Problem to work on: Your job is to report every line of the entries that has "segment".

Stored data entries
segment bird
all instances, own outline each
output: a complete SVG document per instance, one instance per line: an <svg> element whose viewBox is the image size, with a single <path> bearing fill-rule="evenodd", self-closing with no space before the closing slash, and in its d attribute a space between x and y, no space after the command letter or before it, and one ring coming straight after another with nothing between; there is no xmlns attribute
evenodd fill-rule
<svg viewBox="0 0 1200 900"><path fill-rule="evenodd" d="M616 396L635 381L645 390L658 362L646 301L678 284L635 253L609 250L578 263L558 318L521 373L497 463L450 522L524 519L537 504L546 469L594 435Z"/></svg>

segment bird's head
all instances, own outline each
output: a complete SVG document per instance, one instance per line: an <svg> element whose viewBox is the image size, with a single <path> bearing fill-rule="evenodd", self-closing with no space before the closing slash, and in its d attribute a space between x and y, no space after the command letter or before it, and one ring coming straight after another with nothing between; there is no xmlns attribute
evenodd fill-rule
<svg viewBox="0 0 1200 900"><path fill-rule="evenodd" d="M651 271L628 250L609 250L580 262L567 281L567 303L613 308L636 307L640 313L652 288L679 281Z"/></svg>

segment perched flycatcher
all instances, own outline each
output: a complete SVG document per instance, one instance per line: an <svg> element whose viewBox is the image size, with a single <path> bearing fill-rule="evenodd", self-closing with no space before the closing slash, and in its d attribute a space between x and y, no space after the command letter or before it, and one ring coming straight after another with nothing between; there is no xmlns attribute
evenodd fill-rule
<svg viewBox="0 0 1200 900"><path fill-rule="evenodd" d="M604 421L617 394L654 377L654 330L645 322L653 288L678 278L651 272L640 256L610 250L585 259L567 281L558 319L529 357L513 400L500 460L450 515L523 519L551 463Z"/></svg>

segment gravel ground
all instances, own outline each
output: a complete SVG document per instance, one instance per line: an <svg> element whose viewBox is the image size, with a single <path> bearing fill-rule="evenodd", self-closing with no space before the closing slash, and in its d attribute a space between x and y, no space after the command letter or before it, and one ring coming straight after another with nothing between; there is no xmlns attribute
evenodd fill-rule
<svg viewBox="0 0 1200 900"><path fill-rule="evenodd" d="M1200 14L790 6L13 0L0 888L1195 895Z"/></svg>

Task solution:
segment bird
segment bird's head
segment perched flycatcher
segment gravel ground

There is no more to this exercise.